§ **WHAT YOU ARE ASKED TO DO**
Rewrite every line from the one containing "Target: tv stand" down to the last line, requests included, multiplying each coordinate by 0.3 and rounding to a whole number, with halves rounded up.

Coordinate annotation records
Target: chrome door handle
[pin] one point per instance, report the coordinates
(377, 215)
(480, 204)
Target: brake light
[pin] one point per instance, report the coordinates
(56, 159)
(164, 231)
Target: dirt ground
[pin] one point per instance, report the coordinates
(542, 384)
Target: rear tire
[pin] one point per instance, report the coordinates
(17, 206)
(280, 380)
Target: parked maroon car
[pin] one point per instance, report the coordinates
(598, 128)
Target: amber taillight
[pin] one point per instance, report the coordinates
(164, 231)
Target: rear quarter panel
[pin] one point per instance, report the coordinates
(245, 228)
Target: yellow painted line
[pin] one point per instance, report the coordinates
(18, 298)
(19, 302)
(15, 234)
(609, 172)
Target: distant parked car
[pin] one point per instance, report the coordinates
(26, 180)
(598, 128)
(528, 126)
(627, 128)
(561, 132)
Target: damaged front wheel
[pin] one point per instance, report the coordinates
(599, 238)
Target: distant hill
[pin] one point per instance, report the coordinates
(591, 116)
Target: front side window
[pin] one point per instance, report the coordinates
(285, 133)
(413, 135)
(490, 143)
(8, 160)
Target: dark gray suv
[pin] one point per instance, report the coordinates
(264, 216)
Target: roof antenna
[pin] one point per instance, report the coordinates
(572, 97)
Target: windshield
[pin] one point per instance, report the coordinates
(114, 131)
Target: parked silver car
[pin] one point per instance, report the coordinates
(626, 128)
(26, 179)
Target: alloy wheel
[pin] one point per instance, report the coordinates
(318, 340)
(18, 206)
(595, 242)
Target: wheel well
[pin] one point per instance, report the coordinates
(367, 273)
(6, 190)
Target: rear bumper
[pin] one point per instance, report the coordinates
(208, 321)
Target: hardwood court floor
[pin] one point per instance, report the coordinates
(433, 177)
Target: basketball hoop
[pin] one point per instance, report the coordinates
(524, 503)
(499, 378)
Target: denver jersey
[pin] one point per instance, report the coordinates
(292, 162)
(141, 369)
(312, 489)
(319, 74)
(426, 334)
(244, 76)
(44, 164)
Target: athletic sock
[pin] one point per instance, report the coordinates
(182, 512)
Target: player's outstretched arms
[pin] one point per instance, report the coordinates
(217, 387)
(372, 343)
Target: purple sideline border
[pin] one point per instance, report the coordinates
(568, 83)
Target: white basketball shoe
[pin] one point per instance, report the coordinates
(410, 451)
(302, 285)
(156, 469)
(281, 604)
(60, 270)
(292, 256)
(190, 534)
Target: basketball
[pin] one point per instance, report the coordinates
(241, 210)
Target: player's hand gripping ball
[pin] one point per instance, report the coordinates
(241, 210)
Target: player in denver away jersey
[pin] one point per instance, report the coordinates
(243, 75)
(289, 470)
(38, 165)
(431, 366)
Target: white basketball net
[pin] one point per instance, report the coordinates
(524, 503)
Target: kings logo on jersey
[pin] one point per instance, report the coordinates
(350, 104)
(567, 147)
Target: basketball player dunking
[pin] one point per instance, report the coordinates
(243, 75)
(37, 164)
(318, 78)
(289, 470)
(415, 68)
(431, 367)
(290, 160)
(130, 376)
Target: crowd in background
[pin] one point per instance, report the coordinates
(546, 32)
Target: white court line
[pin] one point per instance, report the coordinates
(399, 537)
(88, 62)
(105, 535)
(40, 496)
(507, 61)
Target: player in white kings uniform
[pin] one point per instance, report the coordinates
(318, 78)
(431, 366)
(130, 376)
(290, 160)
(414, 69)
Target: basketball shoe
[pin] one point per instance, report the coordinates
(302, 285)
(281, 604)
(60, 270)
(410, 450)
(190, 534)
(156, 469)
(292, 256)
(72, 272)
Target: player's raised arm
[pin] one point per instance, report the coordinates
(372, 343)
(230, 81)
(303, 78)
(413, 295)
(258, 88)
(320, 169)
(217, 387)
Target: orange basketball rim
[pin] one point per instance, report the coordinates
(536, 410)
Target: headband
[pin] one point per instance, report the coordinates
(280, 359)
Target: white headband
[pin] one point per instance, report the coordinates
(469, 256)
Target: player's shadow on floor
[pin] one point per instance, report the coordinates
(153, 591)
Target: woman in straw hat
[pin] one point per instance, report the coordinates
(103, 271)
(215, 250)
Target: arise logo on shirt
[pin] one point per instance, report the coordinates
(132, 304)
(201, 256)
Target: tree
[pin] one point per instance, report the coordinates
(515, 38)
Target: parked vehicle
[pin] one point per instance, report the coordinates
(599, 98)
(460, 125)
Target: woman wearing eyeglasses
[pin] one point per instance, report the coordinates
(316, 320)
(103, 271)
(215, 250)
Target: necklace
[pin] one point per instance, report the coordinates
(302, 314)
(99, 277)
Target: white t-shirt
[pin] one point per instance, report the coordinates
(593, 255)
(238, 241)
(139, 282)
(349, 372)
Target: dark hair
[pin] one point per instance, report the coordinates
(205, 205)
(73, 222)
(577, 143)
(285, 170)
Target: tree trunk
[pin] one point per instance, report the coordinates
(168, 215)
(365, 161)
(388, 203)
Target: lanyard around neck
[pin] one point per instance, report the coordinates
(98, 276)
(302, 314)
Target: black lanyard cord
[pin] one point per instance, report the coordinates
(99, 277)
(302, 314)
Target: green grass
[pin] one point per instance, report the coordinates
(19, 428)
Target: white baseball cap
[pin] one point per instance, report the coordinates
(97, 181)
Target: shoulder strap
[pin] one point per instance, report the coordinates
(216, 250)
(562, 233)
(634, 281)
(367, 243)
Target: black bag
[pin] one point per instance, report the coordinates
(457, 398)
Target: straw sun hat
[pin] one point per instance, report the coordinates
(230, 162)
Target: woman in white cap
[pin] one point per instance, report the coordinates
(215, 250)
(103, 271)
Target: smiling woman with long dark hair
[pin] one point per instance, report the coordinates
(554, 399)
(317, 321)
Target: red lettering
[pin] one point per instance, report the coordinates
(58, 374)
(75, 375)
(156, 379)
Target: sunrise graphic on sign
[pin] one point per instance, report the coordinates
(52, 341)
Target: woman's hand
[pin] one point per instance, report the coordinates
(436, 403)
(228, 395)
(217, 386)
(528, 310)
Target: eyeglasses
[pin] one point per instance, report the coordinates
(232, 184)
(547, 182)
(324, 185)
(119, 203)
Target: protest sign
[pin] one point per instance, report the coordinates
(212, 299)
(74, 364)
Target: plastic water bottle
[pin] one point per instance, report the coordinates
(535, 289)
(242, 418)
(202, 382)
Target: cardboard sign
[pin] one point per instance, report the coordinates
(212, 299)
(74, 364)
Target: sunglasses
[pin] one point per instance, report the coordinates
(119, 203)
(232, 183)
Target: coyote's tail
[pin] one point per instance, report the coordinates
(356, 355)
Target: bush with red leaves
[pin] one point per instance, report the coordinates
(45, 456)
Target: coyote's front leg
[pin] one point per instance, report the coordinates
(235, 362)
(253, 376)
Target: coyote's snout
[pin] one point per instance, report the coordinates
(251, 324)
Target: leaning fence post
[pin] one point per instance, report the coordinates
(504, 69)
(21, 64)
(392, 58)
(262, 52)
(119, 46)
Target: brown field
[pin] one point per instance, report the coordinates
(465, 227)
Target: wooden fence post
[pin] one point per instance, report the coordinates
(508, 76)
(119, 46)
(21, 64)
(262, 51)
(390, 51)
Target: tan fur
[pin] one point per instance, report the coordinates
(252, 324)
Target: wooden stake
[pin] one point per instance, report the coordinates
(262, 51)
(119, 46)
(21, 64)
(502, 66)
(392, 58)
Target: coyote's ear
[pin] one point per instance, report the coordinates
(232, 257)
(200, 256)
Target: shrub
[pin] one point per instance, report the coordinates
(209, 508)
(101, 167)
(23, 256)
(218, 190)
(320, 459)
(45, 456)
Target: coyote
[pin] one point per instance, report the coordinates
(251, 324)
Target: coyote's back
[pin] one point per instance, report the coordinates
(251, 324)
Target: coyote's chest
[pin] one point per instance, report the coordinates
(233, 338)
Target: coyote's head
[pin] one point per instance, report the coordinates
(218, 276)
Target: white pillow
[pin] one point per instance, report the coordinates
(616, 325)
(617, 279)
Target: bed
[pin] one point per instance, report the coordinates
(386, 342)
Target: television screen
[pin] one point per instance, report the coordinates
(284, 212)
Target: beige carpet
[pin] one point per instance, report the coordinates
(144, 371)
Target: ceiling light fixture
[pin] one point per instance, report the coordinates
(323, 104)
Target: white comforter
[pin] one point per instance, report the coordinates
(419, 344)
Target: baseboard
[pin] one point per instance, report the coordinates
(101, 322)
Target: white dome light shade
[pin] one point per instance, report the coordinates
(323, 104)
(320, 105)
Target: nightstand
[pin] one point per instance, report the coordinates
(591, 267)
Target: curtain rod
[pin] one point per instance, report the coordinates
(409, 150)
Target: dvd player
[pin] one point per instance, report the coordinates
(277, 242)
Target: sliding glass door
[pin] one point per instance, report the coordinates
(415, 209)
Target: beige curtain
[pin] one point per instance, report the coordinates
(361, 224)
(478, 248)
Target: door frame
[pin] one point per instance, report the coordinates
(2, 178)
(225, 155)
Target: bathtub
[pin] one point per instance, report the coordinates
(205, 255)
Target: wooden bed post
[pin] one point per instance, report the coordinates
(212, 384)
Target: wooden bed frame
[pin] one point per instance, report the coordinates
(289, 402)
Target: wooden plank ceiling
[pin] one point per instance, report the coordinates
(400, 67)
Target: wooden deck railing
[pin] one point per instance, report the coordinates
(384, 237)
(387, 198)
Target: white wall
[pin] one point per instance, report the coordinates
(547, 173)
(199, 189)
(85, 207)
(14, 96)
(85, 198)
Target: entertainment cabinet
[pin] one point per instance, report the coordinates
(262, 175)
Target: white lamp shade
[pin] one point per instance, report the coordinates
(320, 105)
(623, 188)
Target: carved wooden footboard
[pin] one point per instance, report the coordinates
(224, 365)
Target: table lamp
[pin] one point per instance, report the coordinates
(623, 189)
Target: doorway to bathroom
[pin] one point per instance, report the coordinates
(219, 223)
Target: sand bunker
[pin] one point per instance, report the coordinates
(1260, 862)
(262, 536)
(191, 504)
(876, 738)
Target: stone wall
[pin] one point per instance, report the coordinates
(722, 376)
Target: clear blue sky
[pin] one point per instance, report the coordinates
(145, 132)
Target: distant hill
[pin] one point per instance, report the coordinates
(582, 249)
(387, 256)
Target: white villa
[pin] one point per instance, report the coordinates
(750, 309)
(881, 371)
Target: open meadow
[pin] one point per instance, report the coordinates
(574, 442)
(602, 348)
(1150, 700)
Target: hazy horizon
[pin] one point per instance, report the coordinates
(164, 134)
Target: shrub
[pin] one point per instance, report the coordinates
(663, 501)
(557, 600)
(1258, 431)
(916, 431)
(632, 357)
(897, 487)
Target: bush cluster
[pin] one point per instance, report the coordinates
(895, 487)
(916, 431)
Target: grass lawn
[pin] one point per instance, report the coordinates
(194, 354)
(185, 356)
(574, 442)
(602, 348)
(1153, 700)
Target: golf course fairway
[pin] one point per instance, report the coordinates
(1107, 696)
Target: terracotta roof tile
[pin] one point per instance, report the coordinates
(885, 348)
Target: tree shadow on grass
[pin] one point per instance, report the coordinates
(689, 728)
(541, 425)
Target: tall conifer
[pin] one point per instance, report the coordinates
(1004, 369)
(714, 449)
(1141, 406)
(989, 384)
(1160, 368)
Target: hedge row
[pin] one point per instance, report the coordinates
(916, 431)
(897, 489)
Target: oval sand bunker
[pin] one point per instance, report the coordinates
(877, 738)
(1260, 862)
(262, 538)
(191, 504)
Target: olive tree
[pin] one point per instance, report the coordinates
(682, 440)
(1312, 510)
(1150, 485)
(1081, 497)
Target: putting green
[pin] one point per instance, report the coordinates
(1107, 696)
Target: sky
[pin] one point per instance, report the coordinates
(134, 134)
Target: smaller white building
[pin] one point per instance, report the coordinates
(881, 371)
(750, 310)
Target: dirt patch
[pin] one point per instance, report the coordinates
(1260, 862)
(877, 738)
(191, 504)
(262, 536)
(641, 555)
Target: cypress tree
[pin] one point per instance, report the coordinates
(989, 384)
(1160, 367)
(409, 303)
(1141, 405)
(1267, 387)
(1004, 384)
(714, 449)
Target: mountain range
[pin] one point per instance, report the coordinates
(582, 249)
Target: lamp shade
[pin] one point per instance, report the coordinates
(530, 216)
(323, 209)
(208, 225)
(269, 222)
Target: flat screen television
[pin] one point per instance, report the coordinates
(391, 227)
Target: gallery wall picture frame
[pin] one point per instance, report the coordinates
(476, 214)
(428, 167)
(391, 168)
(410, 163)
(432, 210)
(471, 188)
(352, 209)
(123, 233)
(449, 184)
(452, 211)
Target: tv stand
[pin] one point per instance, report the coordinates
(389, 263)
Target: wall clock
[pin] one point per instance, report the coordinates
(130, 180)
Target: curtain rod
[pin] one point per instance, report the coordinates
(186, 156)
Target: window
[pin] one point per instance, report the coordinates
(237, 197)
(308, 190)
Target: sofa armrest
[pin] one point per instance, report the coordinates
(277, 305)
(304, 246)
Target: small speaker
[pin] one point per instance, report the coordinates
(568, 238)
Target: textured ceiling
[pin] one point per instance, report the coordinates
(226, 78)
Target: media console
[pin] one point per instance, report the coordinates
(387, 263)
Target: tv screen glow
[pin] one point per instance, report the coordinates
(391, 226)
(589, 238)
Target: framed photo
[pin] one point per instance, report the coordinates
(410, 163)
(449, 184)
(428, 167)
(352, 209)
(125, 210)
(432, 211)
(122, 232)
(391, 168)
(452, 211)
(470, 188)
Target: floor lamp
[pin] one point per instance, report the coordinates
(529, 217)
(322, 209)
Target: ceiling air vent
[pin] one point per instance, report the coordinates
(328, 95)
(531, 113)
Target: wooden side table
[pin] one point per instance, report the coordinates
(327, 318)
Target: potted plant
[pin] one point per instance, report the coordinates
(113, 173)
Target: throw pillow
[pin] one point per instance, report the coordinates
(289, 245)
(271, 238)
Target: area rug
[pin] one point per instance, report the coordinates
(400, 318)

§ **PROBLEM SOLUTION**
Target: tv stand
[pin] one point per instance, report the coordinates
(117, 79)
Target: wall clock
[pin] one point per instance, report the coordinates
(39, 54)
Target: curtain rod
[pin] one point per instance, report the coordinates
(56, 47)
Target: window
[pin] one point per instance, report the coordinates
(71, 59)
(92, 57)
Target: sofa armrest
[pin] one point per instance, report the coordinates
(83, 92)
(91, 74)
Target: small speaker
[pin] one point per instance, report the coordinates
(170, 71)
Target: textured ceiling
[pin] one point per instance, report the coordinates
(68, 23)
Target: media console
[pin] one point per instance, report the coordinates
(116, 79)
Target: tv screen glow
[pin] one point per instance, report the coordinates
(117, 68)
(177, 71)
Target: framed photo
[pin] one point per instance, report the coordinates
(123, 49)
(135, 55)
(128, 50)
(106, 63)
(38, 63)
(130, 63)
(37, 70)
(117, 50)
(136, 63)
(141, 56)
Target: floor lamp
[pin] one point per instance, report the coordinates
(159, 65)
(97, 63)
Target: ceiling air vent
[pin] one point per instance, report the coordinates
(98, 29)
(159, 34)
Target: wooden side table
[pin] one point per instance, report the coordinates
(98, 95)
Target: potted plant
[pin] one point per instance, report the coordinates
(34, 52)
Target: throw pillow
[pin] one point per instance, report the coordinates
(87, 74)
(81, 71)
Target: area rug
[pin] one point per instance, report the coordinates
(120, 95)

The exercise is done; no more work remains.